* _Excerpt to read_
========================================================================

The past week's been a bitch. Or rather, I have. I think I've lost it. Legs and Noodle have been playing squabble all week, and no, that wasn't a typo. My patience with them is at an end. I've gone on laundry strike with Legs. So disgusted am I by the clumps of fetid clothing littering her bedroom floor that I've refused to do any more of her laundry - at least until the sight of her struggling to do it herself unhinges me and makes me recant.
I have three months of New Yorker magazines and twelve books by my side of the bed, unread.
In two weeks I leave for a Jin Shin Jyutsu class in Ireland and my notes are as jumbled as they were 6 months ago when I smugly announced that I had plenty of time to get them ship-shape for June. What was the road to hell paved with again? No, don't tell me.
My hay fever has returned, reducing me to a pathetic blob of snot and snuffles, robbing me of sleep. It feels like there's an elephant sitting on my chest. If I'm outdoors for more than 10 minutes, the sneezing and coughing begin. I worry, too, that the sneezing fits I get when driving are turning me into a liability on the road.
Spring, thou art a bitch sometimes.
Everything in the garden is on the rampage, with nettles and dandelions leading the charge. Evil bindweed is back. The brunnera and the linnaria have migrated out of their beds. Deep pink foxgloves are canoodling with yellow poppies, and it looks all wrong somehow. The raised beds will never get done now and the baby cabbage will have to grow in pots. Roquette (arugula) has sprouted all over the cracks on the terrace. I used to pay a premium for this stuff at the Delhaize only to have the children turn their noses up at it. I felt sure they'd change their minds about roquette if we grew it at home; so we did, and they didn't. At this point, trying to stay on top of anything in the garden feels like shutting the stable door after the horse has bolted. My horticultural get-up-and-go has gotten-up-and-left. Bugger the damn garden.

========================================================================

* _Provided data_
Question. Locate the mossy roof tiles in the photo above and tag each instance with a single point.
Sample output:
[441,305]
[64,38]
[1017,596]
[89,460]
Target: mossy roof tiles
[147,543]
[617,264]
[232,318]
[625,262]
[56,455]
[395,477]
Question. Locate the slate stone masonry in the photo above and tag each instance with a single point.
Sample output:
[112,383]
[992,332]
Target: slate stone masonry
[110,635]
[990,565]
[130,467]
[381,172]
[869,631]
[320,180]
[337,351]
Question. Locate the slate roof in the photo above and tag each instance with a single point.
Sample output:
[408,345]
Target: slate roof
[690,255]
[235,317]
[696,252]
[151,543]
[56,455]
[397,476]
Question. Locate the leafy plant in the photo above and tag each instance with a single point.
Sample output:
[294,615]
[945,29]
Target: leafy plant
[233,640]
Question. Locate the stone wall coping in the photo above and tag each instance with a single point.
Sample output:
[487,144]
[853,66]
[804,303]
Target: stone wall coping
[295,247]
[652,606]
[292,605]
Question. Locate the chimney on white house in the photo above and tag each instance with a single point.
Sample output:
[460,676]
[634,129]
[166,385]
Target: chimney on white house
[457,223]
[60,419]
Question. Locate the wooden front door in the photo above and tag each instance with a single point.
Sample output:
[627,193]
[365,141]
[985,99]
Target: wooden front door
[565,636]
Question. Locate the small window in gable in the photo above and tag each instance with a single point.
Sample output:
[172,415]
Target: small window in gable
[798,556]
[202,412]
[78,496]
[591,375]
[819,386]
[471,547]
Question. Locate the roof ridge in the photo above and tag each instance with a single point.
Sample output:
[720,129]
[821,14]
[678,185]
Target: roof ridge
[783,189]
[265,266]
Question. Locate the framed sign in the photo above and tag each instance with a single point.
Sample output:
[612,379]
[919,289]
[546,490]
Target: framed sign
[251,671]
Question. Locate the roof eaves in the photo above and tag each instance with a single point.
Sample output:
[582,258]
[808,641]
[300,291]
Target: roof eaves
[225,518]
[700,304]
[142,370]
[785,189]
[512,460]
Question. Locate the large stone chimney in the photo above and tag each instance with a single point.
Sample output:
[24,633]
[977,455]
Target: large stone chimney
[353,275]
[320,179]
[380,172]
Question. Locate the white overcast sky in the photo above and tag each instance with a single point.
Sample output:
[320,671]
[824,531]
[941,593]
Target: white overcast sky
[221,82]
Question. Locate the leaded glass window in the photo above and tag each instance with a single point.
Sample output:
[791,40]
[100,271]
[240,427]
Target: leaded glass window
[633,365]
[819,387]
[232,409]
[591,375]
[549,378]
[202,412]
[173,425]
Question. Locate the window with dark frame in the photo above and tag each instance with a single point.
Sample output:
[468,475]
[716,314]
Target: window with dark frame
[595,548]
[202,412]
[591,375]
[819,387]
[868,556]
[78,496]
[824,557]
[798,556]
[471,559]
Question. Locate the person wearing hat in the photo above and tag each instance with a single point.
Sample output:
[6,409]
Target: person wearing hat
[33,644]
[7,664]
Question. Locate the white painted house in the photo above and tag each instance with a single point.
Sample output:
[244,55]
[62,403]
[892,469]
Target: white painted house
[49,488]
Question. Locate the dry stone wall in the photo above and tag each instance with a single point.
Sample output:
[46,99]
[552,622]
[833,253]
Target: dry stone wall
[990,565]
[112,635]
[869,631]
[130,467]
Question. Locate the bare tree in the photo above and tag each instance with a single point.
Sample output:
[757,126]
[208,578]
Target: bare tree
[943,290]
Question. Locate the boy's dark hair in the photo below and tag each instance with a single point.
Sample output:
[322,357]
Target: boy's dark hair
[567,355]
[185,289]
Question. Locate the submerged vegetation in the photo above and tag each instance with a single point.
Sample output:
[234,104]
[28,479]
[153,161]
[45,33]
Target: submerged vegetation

========================================================================

* _Stated problem_
Decide whether each statement agrees with the text about a rough spring week, answering yes or no and quoting the deciding words from it: (a) The writer has stopped doing Legs's laundry. (b) After roquette was grown at home, the children changed their minds about it. (c) The baby cabbage will have to grow in pots.

* _Finished task_
(a) Yes: "I've refused to do any more of her laundry"
(b) No: "so we did, and they didn't."
(c) Yes: "the baby cabbage will have to grow in pots."